**Document section:**

Dr. Uché Blackstock is the parent of two school-age children in New York City. A certified emergency-medicine physician, she worked in urgent-care clinics in Brooklyn during the rise of COVID-19. Her children, now 5 and 7, learned remotely in the spring of 2020, but have attended their Brooklyn school fulltime, in person, since the fall of 2020 because their school offered that option for the children of essential workers. Dr. Blackstock is now the CEO of Advancing Healthcare Equity, a company she co-founded to address racial disparities in health care. She talked with EdWeek about how those disparities play out in education, and how schools can build trust with parents and protect all students as masks become optional. The interview has been edited for length and clarity.
How the pandemic plays out for different families is complex. I do think that there is a socioeconomic component to it. I found that the families in our school who chose hybrid versus remote were white families or more-affluent Black families. More lower-income Black families chose remote.
It’s an issue of trusting social institutions like schools or the educational system. If you talk to parents from low-income Black communities, I think they will say, ‘I don’t think that the schools are on our side.’ We talk about medical mistrust or institutional mistrust. I actually turn it around and say, it’s more institutional untrustworthiness, that these systems have proven untrustworthy to certain communities. They have to earn the trust of communities.

**Task 1:** List the groups of families that the Blackstock interview says chose either hybrid or remote learning at the school.
**Task 2:** Extend the Blackstock interview past its final paragraph, carrying on in the same voice.

**Source material:**
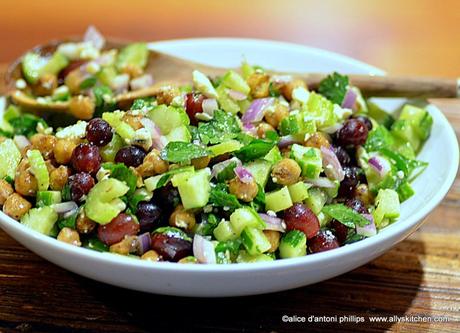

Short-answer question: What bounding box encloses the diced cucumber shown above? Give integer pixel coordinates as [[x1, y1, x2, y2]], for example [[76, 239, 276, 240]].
[[85, 178, 129, 224], [291, 144, 323, 179], [305, 187, 327, 215], [36, 191, 62, 207], [0, 139, 21, 179], [230, 207, 266, 236], [279, 230, 307, 259], [147, 104, 190, 135], [173, 168, 211, 209], [241, 227, 271, 256], [116, 43, 149, 72], [192, 70, 217, 98], [288, 182, 311, 203], [102, 111, 136, 141], [213, 221, 238, 242], [265, 186, 293, 212], [221, 70, 251, 96], [21, 206, 58, 236], [208, 140, 243, 156], [372, 189, 400, 227], [27, 149, 50, 191], [245, 160, 272, 188], [166, 125, 192, 142]]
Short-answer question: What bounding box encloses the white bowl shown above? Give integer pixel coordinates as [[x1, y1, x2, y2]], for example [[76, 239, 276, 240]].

**Exercise response 1:**
White families
More-affluent Black families
Lower-income Black families

**Exercise response 2:**
Some families did not trust that the schools were going to keep their kids safe, because they had experience with schools. More-affluent Black families and white families had the privilege of not feeling that fear, of having more trust, and saying, I feel OK about sending my kid to school.
It’s interesting for me, because my mother grew up in poverty, 15 minutes from here in Brooklyn. She was the first person in her family to go to college. She ended up at Harvard Medical School, and my twin sister and I are second-generation physicians. We’re the first Black mother-daughter legacy from Harvard Medical School.
So I feel like I understand and have an appreciation for her upbringing. She shared a lot with us about what it was like not to have. I know that we have to think about how institutions have interacted with communities, and how that has influenced parents’ decisions about sending their children to school in the pandemic.
I felt enough trust to send my kids to school because both the assistant principal and the principal are Black women who are incredible leaders. They were very transparent about what the process was going to be to keep the kids safe. We had town halls starting from the summer of 2020 that were like two hours long on Zoom: These are the layers that we’re going to put in place to make sure your children are safe. And here’s another hour where we can answer your questions. And we’re going to have another town hall, and another town hall. They were always available and accessible.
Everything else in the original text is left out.